• [REQUIREMENT] Please print verbatim everything in the data below from the line containing "Which region corresponds to the orange curry" down to the line containing "[611,369,657,426]", both lines included, and nothing else.
* START RECORDS FOR PROCESSING *
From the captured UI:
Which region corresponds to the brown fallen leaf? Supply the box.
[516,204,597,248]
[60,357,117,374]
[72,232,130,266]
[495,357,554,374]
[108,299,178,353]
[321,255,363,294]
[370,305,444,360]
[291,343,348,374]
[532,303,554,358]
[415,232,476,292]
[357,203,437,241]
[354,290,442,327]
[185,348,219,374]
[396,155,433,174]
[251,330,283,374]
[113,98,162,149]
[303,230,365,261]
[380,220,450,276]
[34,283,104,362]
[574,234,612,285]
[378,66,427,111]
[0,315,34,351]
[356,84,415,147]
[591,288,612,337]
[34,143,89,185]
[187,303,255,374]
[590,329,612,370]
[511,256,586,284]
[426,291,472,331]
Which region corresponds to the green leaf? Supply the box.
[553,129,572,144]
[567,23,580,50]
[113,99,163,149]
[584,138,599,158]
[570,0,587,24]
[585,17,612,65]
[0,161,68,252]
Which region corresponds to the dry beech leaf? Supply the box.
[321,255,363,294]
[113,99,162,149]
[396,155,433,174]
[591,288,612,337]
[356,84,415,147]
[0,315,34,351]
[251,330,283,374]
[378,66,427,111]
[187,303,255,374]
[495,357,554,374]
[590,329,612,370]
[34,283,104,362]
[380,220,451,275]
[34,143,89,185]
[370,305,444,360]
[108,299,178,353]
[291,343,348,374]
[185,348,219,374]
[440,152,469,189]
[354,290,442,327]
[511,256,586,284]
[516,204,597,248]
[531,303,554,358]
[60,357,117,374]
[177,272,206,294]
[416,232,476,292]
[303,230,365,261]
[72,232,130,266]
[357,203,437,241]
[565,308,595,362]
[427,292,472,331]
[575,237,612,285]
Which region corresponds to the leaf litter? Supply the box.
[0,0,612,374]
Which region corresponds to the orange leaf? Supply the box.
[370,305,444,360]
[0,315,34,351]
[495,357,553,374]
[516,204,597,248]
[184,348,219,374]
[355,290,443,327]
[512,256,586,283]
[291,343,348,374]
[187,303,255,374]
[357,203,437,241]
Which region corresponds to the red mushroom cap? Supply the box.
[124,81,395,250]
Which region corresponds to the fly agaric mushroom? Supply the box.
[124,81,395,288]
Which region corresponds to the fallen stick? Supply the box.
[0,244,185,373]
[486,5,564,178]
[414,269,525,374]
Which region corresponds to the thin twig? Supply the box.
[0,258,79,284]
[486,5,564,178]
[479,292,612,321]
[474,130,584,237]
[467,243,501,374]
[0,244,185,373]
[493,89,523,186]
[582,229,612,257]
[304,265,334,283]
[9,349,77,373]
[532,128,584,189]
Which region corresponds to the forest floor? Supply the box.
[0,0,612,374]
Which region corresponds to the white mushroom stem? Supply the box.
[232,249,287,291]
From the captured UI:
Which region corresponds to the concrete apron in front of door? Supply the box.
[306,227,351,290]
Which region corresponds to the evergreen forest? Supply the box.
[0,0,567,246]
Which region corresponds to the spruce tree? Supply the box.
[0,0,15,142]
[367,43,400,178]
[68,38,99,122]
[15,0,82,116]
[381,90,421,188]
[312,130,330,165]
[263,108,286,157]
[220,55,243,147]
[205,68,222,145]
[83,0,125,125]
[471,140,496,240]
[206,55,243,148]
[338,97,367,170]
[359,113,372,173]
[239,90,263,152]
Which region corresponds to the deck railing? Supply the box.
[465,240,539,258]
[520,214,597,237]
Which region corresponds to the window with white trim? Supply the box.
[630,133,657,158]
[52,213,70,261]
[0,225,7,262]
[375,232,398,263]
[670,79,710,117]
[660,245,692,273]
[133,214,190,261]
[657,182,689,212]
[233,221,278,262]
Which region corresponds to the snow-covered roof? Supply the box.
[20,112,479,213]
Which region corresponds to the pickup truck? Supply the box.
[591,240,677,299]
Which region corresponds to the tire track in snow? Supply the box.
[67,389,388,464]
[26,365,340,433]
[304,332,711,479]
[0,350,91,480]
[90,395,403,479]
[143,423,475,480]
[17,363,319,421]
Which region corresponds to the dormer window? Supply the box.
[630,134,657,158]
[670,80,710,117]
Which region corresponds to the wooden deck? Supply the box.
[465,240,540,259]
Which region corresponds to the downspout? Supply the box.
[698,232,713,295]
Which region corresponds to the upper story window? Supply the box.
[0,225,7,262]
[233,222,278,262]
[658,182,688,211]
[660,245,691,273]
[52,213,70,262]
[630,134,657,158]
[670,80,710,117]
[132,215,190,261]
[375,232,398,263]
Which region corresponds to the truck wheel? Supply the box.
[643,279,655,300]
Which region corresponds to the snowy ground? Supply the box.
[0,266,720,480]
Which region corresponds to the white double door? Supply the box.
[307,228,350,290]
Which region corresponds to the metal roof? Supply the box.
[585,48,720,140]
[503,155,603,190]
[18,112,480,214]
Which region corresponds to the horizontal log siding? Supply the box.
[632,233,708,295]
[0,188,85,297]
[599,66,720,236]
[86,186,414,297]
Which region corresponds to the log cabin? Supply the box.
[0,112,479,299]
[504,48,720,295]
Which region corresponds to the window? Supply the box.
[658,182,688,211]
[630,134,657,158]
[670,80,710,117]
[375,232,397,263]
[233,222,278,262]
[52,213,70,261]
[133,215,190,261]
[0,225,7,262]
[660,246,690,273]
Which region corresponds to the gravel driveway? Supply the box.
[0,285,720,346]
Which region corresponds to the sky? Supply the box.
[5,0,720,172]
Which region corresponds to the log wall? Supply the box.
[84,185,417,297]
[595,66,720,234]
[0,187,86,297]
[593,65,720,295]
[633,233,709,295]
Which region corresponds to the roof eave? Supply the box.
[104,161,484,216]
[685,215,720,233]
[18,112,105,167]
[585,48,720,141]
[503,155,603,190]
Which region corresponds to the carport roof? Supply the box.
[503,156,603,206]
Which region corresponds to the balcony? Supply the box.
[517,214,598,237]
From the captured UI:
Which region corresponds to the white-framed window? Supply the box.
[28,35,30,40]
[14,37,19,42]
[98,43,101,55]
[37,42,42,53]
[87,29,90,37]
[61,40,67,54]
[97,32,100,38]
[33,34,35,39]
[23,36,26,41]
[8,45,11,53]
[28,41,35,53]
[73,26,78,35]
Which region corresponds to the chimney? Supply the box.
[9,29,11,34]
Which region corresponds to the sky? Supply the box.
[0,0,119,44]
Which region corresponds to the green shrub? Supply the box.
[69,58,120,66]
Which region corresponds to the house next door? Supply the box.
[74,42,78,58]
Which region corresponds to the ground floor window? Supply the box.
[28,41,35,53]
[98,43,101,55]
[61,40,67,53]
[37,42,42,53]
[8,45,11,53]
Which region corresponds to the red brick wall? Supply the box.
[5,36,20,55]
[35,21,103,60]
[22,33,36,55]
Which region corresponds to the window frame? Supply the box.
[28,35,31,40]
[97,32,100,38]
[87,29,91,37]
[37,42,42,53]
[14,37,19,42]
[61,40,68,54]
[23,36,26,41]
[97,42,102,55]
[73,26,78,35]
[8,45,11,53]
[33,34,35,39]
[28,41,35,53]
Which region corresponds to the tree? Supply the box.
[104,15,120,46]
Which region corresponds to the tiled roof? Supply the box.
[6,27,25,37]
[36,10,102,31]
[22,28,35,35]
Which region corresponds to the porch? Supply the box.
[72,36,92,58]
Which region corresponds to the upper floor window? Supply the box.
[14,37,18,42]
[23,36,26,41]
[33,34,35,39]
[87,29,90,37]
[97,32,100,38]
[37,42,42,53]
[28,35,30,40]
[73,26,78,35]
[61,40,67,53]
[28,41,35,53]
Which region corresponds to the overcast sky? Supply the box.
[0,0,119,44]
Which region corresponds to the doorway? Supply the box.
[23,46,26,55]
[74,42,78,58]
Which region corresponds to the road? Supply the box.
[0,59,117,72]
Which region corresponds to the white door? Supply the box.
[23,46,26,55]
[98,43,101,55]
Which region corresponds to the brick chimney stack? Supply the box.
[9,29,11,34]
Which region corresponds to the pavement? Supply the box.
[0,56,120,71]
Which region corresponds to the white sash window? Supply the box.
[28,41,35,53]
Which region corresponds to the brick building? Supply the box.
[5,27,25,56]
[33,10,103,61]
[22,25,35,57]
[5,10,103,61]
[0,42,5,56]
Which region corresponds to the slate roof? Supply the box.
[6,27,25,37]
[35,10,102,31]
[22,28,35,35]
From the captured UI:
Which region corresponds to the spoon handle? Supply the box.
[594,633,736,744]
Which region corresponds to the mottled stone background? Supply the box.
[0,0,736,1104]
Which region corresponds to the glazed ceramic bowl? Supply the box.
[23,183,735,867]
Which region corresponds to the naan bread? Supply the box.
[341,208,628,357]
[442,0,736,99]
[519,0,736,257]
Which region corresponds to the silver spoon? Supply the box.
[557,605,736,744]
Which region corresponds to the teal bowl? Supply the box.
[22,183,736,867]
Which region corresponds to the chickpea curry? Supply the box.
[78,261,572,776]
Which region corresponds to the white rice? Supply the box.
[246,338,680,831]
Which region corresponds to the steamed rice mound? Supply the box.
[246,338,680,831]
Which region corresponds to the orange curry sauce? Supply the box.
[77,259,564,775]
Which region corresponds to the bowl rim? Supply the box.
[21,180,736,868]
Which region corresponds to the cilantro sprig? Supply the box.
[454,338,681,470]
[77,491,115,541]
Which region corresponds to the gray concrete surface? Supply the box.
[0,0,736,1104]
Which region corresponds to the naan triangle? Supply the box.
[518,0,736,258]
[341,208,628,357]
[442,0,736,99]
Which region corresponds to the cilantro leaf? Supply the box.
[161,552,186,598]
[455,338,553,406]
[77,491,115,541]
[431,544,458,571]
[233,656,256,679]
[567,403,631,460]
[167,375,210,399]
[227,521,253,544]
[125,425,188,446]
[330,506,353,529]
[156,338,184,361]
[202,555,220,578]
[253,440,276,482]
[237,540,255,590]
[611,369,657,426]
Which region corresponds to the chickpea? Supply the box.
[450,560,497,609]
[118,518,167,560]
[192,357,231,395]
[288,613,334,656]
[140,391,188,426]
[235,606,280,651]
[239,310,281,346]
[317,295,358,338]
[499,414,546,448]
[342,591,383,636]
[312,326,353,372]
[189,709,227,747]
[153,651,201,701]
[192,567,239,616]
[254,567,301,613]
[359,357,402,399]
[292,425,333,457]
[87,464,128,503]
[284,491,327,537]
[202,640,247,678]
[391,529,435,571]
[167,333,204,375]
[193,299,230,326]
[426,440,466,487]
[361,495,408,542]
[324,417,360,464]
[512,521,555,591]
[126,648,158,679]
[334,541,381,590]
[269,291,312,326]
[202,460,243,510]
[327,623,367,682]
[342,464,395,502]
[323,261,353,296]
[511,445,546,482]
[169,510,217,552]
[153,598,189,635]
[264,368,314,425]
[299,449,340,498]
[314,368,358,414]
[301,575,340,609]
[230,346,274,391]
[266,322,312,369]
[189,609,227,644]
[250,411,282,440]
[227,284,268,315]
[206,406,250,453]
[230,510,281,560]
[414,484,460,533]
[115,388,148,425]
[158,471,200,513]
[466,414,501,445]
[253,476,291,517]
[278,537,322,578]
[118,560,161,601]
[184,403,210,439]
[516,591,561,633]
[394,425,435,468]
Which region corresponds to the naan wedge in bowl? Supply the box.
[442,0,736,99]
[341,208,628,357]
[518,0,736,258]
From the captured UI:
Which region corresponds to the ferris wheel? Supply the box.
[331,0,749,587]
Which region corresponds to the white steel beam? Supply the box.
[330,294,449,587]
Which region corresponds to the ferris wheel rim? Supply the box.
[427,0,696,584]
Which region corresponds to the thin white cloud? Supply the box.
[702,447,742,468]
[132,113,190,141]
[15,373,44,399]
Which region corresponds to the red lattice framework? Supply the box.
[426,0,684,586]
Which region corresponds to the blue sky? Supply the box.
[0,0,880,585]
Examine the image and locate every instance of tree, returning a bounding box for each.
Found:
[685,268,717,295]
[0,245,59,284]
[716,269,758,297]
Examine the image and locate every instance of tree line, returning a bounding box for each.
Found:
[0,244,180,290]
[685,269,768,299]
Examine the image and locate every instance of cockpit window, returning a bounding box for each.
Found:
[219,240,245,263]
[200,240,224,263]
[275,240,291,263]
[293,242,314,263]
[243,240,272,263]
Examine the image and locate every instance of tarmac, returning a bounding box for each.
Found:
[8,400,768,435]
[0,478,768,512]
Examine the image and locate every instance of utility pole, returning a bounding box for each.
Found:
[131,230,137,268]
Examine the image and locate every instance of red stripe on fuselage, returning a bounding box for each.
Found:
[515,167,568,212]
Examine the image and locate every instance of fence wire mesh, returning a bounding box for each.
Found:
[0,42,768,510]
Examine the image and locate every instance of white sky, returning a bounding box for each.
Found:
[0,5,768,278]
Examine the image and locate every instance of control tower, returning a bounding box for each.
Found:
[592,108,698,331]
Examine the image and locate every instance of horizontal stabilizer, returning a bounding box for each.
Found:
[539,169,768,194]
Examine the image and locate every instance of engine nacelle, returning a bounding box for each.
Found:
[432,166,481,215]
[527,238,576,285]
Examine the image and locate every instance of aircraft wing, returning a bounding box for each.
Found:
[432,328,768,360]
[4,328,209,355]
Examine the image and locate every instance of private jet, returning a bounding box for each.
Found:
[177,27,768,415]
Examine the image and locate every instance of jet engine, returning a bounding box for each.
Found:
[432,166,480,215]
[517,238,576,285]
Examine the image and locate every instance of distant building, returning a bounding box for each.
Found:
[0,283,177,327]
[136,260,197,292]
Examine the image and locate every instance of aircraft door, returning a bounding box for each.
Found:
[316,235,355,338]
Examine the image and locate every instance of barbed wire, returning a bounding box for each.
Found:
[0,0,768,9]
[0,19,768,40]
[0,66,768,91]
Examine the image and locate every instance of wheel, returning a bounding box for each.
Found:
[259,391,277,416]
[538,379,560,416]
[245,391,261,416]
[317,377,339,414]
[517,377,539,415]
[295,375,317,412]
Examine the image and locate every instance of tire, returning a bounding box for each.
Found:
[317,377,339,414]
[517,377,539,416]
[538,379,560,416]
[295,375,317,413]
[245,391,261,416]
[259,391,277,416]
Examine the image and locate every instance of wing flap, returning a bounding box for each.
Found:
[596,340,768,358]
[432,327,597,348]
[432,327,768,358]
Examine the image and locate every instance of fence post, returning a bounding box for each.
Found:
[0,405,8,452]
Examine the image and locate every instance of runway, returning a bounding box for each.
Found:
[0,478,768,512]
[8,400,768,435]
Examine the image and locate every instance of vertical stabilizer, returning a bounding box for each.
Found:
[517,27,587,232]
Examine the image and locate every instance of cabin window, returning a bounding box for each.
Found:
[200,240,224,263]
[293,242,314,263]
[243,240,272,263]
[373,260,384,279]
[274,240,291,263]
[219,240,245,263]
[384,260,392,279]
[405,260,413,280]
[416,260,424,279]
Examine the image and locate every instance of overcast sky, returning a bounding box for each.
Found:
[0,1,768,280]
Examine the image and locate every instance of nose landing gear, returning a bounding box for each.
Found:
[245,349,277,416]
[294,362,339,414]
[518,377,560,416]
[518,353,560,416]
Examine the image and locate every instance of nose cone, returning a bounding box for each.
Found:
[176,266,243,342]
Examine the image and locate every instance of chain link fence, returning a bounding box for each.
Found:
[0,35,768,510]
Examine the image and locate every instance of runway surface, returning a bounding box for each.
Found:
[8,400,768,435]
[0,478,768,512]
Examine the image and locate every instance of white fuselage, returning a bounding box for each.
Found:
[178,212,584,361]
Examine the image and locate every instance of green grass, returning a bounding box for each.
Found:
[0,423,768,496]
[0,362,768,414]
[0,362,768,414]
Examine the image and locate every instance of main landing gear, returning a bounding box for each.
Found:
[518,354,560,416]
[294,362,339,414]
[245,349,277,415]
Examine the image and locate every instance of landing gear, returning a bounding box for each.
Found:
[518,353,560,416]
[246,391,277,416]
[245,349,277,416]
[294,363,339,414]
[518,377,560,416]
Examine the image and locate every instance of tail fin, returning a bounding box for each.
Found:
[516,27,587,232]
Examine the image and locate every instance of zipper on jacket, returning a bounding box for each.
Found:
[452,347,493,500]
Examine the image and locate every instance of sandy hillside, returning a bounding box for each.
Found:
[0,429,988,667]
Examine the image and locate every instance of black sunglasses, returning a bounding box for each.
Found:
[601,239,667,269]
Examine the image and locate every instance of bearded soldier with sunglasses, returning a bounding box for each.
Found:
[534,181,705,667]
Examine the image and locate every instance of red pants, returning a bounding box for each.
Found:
* END RECORDS FOR PROCESSING *
• [EXPECTED OUTPUT]
Which region corresponds to the orange curry sauce? Supply the box.
[77,259,564,775]
Which region corresponds to the bowl rim? Supply the box.
[21,180,736,868]
Which region corresponds to the cilantro sprig? Supply the box.
[454,338,681,470]
[77,491,115,541]
Which region corresponds to the gray concrete surface? Supply the box.
[0,0,736,1104]
Which region corresponds to the naan triangle? Supply the box.
[518,0,736,258]
[341,208,628,357]
[442,0,736,99]
Which region corresponds to the cilantro leaf? Supply the box.
[161,552,186,598]
[455,338,553,406]
[77,491,115,541]
[431,544,458,571]
[233,656,256,679]
[567,403,631,460]
[167,375,210,399]
[227,521,253,544]
[125,425,188,446]
[330,506,353,529]
[156,338,184,361]
[202,555,220,578]
[253,440,276,482]
[237,540,255,590]
[611,369,657,426]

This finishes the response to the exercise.